> **WHAT THE TASK REQUIRES**
Word for word, and with pictures excluded, copy out all the records that follow.
——
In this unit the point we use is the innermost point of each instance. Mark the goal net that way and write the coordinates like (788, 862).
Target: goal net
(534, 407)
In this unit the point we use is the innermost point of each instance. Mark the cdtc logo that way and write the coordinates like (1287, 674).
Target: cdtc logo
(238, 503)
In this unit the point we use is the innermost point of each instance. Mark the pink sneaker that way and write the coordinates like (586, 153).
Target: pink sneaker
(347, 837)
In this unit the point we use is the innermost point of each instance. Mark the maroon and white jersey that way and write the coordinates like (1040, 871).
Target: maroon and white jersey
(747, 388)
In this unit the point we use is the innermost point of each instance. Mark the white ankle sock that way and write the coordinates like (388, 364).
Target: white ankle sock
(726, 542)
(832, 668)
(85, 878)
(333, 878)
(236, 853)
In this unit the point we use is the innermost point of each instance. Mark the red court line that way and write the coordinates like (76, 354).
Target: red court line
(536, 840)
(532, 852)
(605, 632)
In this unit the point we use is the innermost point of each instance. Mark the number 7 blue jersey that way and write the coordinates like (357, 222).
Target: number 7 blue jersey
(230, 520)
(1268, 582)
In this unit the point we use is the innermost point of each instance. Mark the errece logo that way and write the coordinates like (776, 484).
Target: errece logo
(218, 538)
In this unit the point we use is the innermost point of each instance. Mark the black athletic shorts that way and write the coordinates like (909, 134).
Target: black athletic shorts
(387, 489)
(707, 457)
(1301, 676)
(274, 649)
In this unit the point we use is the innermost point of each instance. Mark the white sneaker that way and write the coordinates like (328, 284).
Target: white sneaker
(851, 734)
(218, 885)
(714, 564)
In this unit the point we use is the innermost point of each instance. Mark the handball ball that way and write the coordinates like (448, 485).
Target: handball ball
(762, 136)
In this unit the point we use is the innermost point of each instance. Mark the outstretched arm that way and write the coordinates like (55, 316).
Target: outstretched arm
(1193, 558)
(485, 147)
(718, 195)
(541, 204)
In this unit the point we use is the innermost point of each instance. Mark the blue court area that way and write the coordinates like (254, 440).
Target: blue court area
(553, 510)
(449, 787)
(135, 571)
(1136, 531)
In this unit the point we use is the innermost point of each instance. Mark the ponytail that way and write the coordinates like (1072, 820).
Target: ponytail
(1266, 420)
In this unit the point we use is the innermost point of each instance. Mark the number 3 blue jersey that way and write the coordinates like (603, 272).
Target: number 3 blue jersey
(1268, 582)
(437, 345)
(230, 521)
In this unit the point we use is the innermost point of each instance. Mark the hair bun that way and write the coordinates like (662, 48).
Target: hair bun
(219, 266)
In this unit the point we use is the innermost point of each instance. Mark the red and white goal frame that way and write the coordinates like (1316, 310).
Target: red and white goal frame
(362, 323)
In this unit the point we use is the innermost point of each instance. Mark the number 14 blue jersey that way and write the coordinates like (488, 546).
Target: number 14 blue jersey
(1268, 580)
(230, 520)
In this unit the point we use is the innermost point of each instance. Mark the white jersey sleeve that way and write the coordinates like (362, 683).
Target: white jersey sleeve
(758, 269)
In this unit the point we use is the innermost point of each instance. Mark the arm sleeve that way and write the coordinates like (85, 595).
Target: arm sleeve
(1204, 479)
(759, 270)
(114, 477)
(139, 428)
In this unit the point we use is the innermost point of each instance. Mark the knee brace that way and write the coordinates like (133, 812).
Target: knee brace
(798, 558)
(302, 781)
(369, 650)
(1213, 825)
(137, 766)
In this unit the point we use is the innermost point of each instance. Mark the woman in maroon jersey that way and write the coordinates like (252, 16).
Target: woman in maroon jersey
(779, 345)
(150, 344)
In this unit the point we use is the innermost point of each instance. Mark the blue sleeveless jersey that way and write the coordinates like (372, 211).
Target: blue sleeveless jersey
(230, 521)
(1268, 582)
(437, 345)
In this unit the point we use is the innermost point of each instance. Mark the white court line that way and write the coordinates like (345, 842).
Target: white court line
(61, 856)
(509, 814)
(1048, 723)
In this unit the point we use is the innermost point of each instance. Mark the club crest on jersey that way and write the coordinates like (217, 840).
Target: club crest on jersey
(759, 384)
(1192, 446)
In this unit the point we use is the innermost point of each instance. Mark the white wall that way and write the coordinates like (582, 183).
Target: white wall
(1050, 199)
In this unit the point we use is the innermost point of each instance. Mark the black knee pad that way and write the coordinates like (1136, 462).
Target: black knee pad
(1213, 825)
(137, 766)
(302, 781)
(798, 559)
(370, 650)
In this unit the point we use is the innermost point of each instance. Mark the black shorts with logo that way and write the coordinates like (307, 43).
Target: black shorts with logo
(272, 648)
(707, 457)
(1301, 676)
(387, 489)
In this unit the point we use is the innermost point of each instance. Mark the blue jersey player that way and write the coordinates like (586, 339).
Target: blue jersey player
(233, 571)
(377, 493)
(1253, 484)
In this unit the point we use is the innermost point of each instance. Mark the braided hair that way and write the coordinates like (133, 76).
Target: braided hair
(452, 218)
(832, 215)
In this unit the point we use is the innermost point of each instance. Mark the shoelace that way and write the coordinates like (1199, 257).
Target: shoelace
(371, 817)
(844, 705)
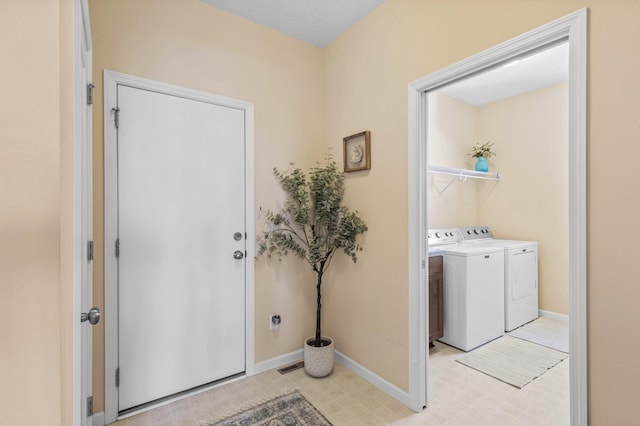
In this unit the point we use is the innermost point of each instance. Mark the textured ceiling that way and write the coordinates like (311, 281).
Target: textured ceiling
(531, 73)
(318, 22)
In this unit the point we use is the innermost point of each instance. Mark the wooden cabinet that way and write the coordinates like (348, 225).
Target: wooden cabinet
(436, 324)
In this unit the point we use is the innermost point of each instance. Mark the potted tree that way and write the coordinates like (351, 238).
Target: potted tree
(313, 225)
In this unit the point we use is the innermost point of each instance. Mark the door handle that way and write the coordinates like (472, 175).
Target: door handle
(93, 316)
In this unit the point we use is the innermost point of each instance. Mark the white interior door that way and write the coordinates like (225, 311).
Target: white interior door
(181, 283)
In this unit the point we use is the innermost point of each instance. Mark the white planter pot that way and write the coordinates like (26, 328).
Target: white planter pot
(318, 362)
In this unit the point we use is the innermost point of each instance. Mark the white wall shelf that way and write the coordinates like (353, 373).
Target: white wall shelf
(461, 175)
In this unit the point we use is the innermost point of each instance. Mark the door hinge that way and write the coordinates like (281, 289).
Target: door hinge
(89, 251)
(90, 87)
(116, 116)
(89, 406)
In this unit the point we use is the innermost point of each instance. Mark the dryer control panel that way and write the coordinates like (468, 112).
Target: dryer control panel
(436, 237)
(475, 232)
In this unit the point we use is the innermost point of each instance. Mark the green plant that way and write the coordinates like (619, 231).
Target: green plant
(313, 224)
(485, 150)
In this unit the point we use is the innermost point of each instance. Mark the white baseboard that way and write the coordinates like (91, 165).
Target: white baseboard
(553, 315)
(368, 375)
(277, 362)
(371, 377)
(98, 419)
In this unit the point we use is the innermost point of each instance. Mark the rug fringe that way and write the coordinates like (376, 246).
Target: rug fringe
(246, 406)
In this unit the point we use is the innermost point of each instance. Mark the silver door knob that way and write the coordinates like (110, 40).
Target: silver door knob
(93, 316)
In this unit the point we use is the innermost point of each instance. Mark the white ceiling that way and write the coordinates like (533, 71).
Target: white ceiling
(318, 22)
(534, 72)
——
> **WRITTEN ANSWER**
In this unit the point we use is the innermost point of each instance. Mark the goal net that way and write the coordinates like (788, 862).
Target: goal net
(534, 407)
In this unit the point we use is the innermost point of each instance. Mark the cdtc logo that way and write the coordinates like (1287, 674).
Target: cdtc logo
(238, 503)
In this unit the point we use is the innermost point of each instance. Mark the pink sneaker that way and write the coordinates like (586, 153).
Target: pink sneaker
(347, 837)
In this unit the point we use is the innermost point of each instance. Mark the maroon and white jersey that way and write the coordinates like (1040, 871).
Target: maroon and white jersey
(747, 388)
In this unit the point we use is the innermost point of each instance. Mark the white ankle sock that way and write the coordinates like (388, 364).
Target: white ankle sock
(726, 542)
(832, 668)
(85, 878)
(333, 878)
(236, 853)
In this unit the point we use is the innermost point of each instance. Mark the red court line that way and write the coordinates like (76, 354).
Target: red court line
(536, 840)
(532, 852)
(605, 632)
In this unit the point we use is the innermost point of each instance. Mark the number 7 blue jersey that way and write the coordinates like (357, 222).
Target: number 7 blue jersey
(230, 520)
(1268, 582)
In this unit the point we use is the innermost point of each instance. Mark the errece logo that way and write the coordinates like (776, 484).
Target: errece logo
(218, 538)
In this unit the point we use is the innermost point of each instance. Mark the black athletic shorts that way and write the coordinates like (909, 134).
Target: black athletic shorts
(387, 489)
(707, 457)
(1301, 676)
(274, 649)
In this unit the point we use is the innermost point of each instance. Mark the white sneaker that way and write the coordinates like (328, 284).
Target: white sneaker
(851, 734)
(218, 885)
(714, 564)
In this unit the point we use is the innermost point of each instance. Mark the handball ball that way and write the coordinates like (448, 485).
Target: handball ball
(762, 136)
In this unit the point we use is the innermost point of each instance. Mark the outstretched arm that way and write the coordinates like (55, 316).
Target: outstretched arm
(1193, 558)
(485, 147)
(718, 195)
(541, 204)
In this unit the point we use is the innermost point of each instance. Mark the blue court area that way and write the coordinates like (254, 440).
Target: blue court area
(553, 510)
(449, 787)
(135, 571)
(1136, 531)
In this unit the point we use is the innermost point of each instance. Mark the ponytail that way and write the coordinates like (1072, 820).
Target: ponytail
(1266, 420)
In this unit the point we use is the innermost point of each instance. Mark the number 3 blue jersey that way and write the coordinates like (603, 272).
Target: number 3 blue jersey
(1268, 582)
(437, 345)
(230, 521)
In this unit the point we use is the innermost point of each instance. Mark the hair bun that way and write the coordinates like (662, 48).
Target: hair bun
(219, 266)
In this unit the point we use is the innermost point of each instance. Mark the red and white goal frame that way and write the coordinates like (1316, 310).
Target: red and white goal frame
(362, 323)
In this unit the point we use is the innermost point of each instance. Mark the number 14 blue jersey that way and write the coordinates like (488, 546).
Target: number 14 blue jersey
(1268, 580)
(230, 520)
In this unit the point we use is the innermost point of each instance. Mark the white jersey sleeve that way and write the coordinates like (362, 683).
Target: white jersey sleeve
(758, 269)
In this unit the point we use is the innermost point of each instance. Mark the arm sleeve that way and write the coordinates like (85, 595).
Target: arm sleeve
(1204, 479)
(759, 270)
(114, 477)
(139, 428)
In this unit the point we use is the innermost point of each instance. Mark the knee brace that way and write the coordinates like (133, 812).
Target: knee brace
(798, 558)
(302, 781)
(369, 650)
(1213, 825)
(137, 766)
In this unit the point we use is the innermost point of each instance. Mark the woman in maroon jersey that way and write the coordinates like (252, 16).
Target: woman in maroon jersey
(779, 345)
(150, 344)
In this unit the point we use is the innermost point of each instance. Mark the blue sleeveless jersey that way and write the coordinates like (372, 211).
Target: blue sleeveless jersey
(230, 521)
(1268, 582)
(437, 345)
In this unit the point we use is the innermost point of each instance. Mark the white court line that way and write the coordinates like (345, 842).
Target: white court line
(61, 856)
(509, 814)
(1048, 723)
In this unit the point we use is the innermost point of each instance. Mark the club crest on jersey that way and write the coordinates like (217, 840).
Target: club crest on jersey
(759, 384)
(1192, 446)
In this unit the point we use is the innermost point of each instance. Mark the white wall that way and write the coordinates like (582, 183).
Target: white wall
(1050, 199)
In this unit the point we use is the innermost point of each instance. Mark the black knee pad that way and write the coordinates like (1136, 462).
Target: black knee pad
(1213, 825)
(137, 766)
(302, 781)
(798, 559)
(370, 650)
In this unit the point we use is the innermost point of each instance. Mark the black shorts with logo that way and write the coordinates like (307, 43).
Target: black shorts with logo
(272, 648)
(707, 457)
(1301, 676)
(387, 489)
In this unit the point we use is the innermost point of each instance. Mark the blue jersey player that way and write the coordinates like (586, 339).
Target: blue jersey player
(233, 571)
(377, 493)
(1253, 484)
In this unit the point we use is the innermost point of each instance. Mark the braided hair that way and write the coordinates like (133, 76).
Target: braided hair
(452, 218)
(832, 215)
In this unit the point we use is the innermost point of each instance. Mark the shoelace that way and write the coordinates like (1199, 257).
Target: shoelace
(371, 817)
(844, 705)
In this unit the point we use is the innermost point of each instance. Mark the textured ceiling that way and write the coordinates like (311, 281).
Target: textured ceiling
(531, 73)
(318, 22)
In this unit the point we use is the innermost point of each instance. Mark the wooden cabinet that way and write the coordinates like (348, 225).
Target: wooden cabinet
(436, 324)
In this unit the point we use is the innermost point of each instance. Mark the potted tree that way and write the coordinates like (351, 238).
Target: potted tree
(313, 225)
In this unit the point we use is the innermost point of each instance. Mark the door handle that way and write the coordinates like (472, 175).
Target: door handle
(93, 316)
In this unit the point we use is the innermost point of each instance. Mark the white interior door that way and write the coordinates like (225, 311).
Target: white interior door
(181, 283)
In this unit the point we use is the innermost point of each instance. Mark the white planter pot that way and write the coordinates like (26, 328).
Target: white planter pot
(318, 362)
In this unit the point we use is the innermost point of each instance. Mark the white wall shelf that way and write the coordinates like (353, 373).
Target: white wall shelf
(461, 175)
In this unit the point we use is the innermost point of each instance. Mark the door hinge that way and write the coordinates like (281, 289).
Target: door hinge
(89, 251)
(90, 87)
(116, 116)
(89, 406)
In this unit the point we use is the innermost point of each instance. Mark the dryer control panel that way and write the coordinates like (468, 112).
Target: dryer control panel
(436, 237)
(475, 232)
In this unit the point we use is the innermost point of each instance. Mark the green plant that way and write the coordinates like (619, 231).
Target: green plant
(313, 224)
(485, 150)
In this unit the point we use is the innermost point of each instance. Mark the white baseboard that way and write the coordinates like (91, 165).
Target: white baseboard
(553, 315)
(368, 375)
(277, 362)
(371, 377)
(98, 419)
In this unit the point we use is the innermost point of each instance. Mark the rug fringe that way and write the coordinates like (376, 246).
Target: rug fringe
(246, 406)
In this unit the point we use is the innermost point of each instance. Mark the silver door knob that way and write the coordinates like (110, 40).
Target: silver door knob
(93, 316)
In this unit the point we use is the innermost point of each instance. Mark the white ceiling that way and write the coordinates like (533, 71).
Target: white ceiling
(318, 22)
(534, 72)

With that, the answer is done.